=== Passage given ===
'''

« SLA ConGrunt: Managing Copyright ... | Main | SLA ConGrunt: News Libraries, Digital Archives and Preservation »

SLA ConGrunt: News Researchers

News Researchers
Derek Willis - Research Database Editor, The Washington Post
Many of our colleagues aren't having the best of days (ex. Baltimore Sun staff, Philly Inquirer)
Management thinking: if the reporters have access to databases, the researchers can be replaced

Crutchware - software that you will become dependent upon; useful software can actually become a burden
No one product is perfect, or is a perfect fit for every institution
A product "just for you" means throwing away the crutchware and designing your own thing, and you'll have to understand how data and data products work
Being a geek, but not a programmer
The Researcher and the Data
Data is just another word for info
Example: a web page with a recipe: data
Turning static updates into automated databases that are browseable
Searching is good if you have great searchers
Moving from user to producer

Getting Data
Traditional databases
Web pages
RSS feeds
Scrapes
Data entry - should be the last resort

Delivering Data
Blogs
Wikis - find people in your newsroom who will use it; try to focus on leaders/build word-of-mouth
Even closed wikis can eventually benefit the entire newsroom
RSS feeds

Principles to Follow
Always move forward - don't rely on Crutchware
Never turn down data - and don't let the data you do have escape
Steal from the best
Automate/DRY (don't repeat yourself) - take a little time on the front end, save time on the back end
Deploy First (i.e. it's easier to ask for forgiveness than for forgiveness)
Be an evangelist - we're ruthless about doing our jobs, but we need to bring that ruthlessness to promoting OUR work, data products and technology

How Derek Writes Scripts / Development Tools for non-programmers
Emphasis on free, freely available and open source
Programming language: Python - is in English, runs on any platform, very fast, works really well
Django - Python framework
MySQL - Database
Apache - Web server
XPDF - package that strips out the text of PDFs but retains, to some extent, the layout.
GNU Wget - recursive downloads/mirroring sites (there is a specific version for Windows, as well as the standard one for Linux/Unix)

Sometimes, you may need to do end runs around your IT dept.
We should all be developers (even if not software developers), and for that, you need to control your own box
How to get comfortable with using the tools: try it out at home/out of the office
Have a project or a goal in mind

'''

=== Recorded information ===
'''

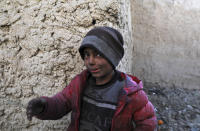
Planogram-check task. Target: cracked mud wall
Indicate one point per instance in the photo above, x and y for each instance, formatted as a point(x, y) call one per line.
point(166, 40)
point(39, 43)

'''

=== Set task ===
In the notes on news researchers, what ways of obtaining data are listed under "Getting Data"?

=== Full solution ===
Traditional databases, web pages, RSS feeds, scrapes, and data entry, which should be the last resort.